Locate every line in the listing below that contains the string "chair" and copy each such line in full. Matching is case-sensitive.

## START Stored rows

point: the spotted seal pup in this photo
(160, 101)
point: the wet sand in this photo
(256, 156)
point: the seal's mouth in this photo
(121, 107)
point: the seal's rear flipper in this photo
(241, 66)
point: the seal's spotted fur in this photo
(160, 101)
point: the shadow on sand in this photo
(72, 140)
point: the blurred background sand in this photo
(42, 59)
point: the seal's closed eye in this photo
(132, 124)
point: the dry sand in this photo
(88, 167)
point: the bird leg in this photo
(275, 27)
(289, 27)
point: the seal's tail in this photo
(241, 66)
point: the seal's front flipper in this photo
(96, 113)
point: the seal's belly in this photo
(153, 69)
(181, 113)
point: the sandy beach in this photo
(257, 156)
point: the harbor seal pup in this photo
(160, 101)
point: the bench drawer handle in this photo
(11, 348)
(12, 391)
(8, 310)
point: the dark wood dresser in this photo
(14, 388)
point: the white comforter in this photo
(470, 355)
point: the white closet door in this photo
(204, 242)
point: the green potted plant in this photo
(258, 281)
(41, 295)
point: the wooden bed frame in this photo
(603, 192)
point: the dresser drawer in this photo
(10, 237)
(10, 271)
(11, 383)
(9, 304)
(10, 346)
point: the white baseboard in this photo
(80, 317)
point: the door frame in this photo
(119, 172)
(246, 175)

## END Stored rows
## START Stored rows

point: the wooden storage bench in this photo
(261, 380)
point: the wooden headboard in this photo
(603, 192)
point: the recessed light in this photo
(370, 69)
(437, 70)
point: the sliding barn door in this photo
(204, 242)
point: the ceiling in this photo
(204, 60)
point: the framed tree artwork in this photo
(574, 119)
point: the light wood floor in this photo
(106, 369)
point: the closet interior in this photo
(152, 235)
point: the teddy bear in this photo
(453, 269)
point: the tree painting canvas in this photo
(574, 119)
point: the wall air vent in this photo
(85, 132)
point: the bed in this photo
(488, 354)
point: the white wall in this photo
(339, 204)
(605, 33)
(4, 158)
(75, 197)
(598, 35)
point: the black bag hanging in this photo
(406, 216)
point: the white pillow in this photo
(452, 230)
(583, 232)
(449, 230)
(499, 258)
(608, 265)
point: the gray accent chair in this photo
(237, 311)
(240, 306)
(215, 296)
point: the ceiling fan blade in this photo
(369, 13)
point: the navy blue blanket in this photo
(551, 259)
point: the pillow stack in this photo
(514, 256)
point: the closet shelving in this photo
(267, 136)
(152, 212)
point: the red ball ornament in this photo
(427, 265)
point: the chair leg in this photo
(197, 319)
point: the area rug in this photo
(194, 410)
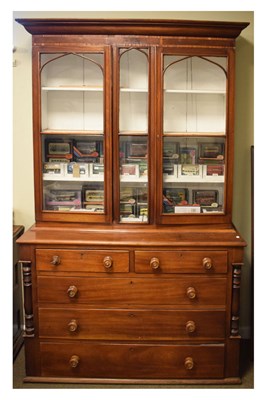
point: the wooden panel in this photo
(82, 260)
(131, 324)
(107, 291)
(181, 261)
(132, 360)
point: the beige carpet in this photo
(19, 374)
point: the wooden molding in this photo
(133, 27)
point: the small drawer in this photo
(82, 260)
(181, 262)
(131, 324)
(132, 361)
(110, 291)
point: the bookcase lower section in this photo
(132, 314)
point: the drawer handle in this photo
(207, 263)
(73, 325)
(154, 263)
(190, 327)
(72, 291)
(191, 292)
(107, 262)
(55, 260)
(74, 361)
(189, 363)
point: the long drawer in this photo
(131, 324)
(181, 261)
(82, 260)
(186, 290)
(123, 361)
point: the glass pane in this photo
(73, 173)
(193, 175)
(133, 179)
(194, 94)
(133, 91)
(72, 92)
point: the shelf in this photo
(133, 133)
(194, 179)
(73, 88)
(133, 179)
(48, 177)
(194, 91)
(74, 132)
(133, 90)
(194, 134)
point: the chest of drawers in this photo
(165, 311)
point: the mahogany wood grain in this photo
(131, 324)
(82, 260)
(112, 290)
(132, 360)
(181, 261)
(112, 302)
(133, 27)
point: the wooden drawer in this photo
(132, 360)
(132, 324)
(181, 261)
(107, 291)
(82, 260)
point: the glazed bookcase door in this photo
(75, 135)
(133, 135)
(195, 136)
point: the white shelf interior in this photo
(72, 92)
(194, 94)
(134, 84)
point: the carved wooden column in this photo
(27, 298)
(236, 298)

## END Stored rows

*Response to the exercise*:
point: the gray accent chair in this photo
point: the chair leg in this photo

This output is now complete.